Introduction - Click Here
Part 1: Explaining Social Class Differences in Educational Achievement: IQ Theories - Click Here
Part 2:  Sociological Explanations of Social Class Differences in Educational Achievement: Cultural Deprivation
Part 3: Sociological Explanations of Social Class Differences in Educational Achievement: Cultural Difference - Click Here
Part 4: Sociological Explanations of Social Class Differences in Educational Achievement:  Material Economic  Differences - Click Here
Part 5: Sociological Explanations of Social Class Differences in Educational Achievement. Some More Recent Studies - Click Here


Part 2:

Sociological Explanations of Social Class Differences in Educational Achievement: Cultural Deprivation

It has been argued at least since the 1950s that social class differences in educational achievement might be explained at least partly by social class differences in cultural characteristics. However we must appreciate also that sociologists have approached the analysis of cultural characteristics in different ways so that whereas theories of the 1960s were often based upon the idea of working class cultural deprivation or indeed cultural pathology, later studies such as those undertaken by sociologists such as B. Bernstein, P. Willis, P. Brown, P. Bourdieu, and S. Ball imply that working class students may be put at an educational disadvantage not because their culture is “deprived” or “pathological” but because it is “different”.

Furthermore Professor L. Feinstein has presented recent statistical evidence that social class differences in home environment at an early age  do place many working class children at a long -term educational disadvantage  while equally important work from the Institute of Education indicates that although pupils’ social class position has important effects on early learning, the quality of pupils’ home learning environment, [their so-called HLE], which varies both within individual social classes and between different social classes] has an even more important effect on early learning than does pupils’ social class position.

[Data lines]
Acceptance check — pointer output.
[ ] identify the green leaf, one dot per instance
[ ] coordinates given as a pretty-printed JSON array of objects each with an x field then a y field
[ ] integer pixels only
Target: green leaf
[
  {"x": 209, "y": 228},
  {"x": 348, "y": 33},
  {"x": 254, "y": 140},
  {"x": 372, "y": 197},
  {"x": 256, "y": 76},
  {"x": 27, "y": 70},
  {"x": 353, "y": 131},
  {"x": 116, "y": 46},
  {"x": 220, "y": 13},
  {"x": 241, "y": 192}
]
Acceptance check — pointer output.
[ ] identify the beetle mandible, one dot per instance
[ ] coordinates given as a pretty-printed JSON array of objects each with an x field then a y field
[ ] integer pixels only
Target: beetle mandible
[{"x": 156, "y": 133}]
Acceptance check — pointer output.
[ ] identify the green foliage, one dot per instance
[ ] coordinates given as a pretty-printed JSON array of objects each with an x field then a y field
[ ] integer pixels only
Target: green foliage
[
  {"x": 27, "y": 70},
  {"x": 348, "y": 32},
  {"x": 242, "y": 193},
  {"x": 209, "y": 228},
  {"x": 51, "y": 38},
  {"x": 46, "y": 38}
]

● **Instructions**:
1. Output the entire passage on social class and educational achievement word for word.
2. Swap every "Acceptance check" in the listing for "Quality check", then write out the whole listing again with everything else left as it is.
This listing is unrelated to the passage on cultural deprivation and educational achievement.

● **The replies**:
1.
Introduction - Click Here
Part 1: Explaining Social Class Differences in Educational Achievement: IQ Theories - Click Here
Part 2:  Sociological Explanations of Social Class Differences in Educational Achievement: Cultural Deprivation
Part 3: Sociological Explanations of Social Class Differences in Educational Achievement: Cultural Difference - Click Here
Part 4: Sociological Explanations of Social Class Differences in Educational Achievement:  Material Economic  Differences - Click Here
Part 5: Sociological Explanations of Social Class Differences in Educational Achievement. Some More Recent Studies - Click Here


Part 2:

Sociological Explanations of Social Class Differences in Educational Achievement: Cultural Deprivation

It has been argued at least since the 1950s that social class differences in educational achievement might be explained at least partly by social class differences in cultural characteristics. However we must appreciate also that sociologists have approached the analysis of cultural characteristics in different ways so that whereas theories of the 1960s were often based upon the idea of working class cultural deprivation or indeed cultural pathology, later studies such as those undertaken by sociologists such as B. Bernstein, P. Willis, P. Brown, P. Bourdieu, and S. Ball imply that working class students may be put at an educational disadvantage not because their culture is “deprived” or “pathological” but because it is “different”.

Furthermore Professor L. Feinstein has presented recent statistical evidence that social class differences in home environment at an early age  do place many working class children at a long -term educational disadvantage  while equally important work from the Institute of Education indicates that although pupils’ social class position has important effects on early learning, the quality of pupils’ home learning environment, [their so-called HLE], which varies both within individual social classes and between different social classes] has an even more important effect on early learning than does pupils’ social class position.

2.
Quality check — pointer output.
[ ] identify the green leaf, one dot per instance
[ ] coordinates given as a pretty-printed JSON array of objects each with an x field then a y field
[ ] integer pixels only
Target: green leaf
[
  {"x": 209, "y": 228},
  {"x": 348, "y": 33},
  {"x": 254, "y": 140},
  {"x": 372, "y": 197},
  {"x": 256, "y": 76},
  {"x": 27, "y": 70},
  {"x": 353, "y": 131},
  {"x": 116, "y": 46},
  {"x": 220, "y": 13},
  {"x": 241, "y": 192}
]
Quality check — pointer output.
[ ] identify the beetle mandible, one dot per instance
[ ] coordinates given as a pretty-printed JSON array of objects each with an x field then a y field
[ ] integer pixels only
Target: beetle mandible
[{"x": 156, "y": 133}]
Quality check — pointer output.
[ ] identify the green foliage, one dot per instance
[ ] coordinates given as a pretty-printed JSON array of objects each with an x field then a y field
[ ] integer pixels only
Target: green foliage
[
  {"x": 27, "y": 70},
  {"x": 348, "y": 32},
  {"x": 242, "y": 193},
  {"x": 209, "y": 228},
  {"x": 51, "y": 38},
  {"x": 46, "y": 38}
]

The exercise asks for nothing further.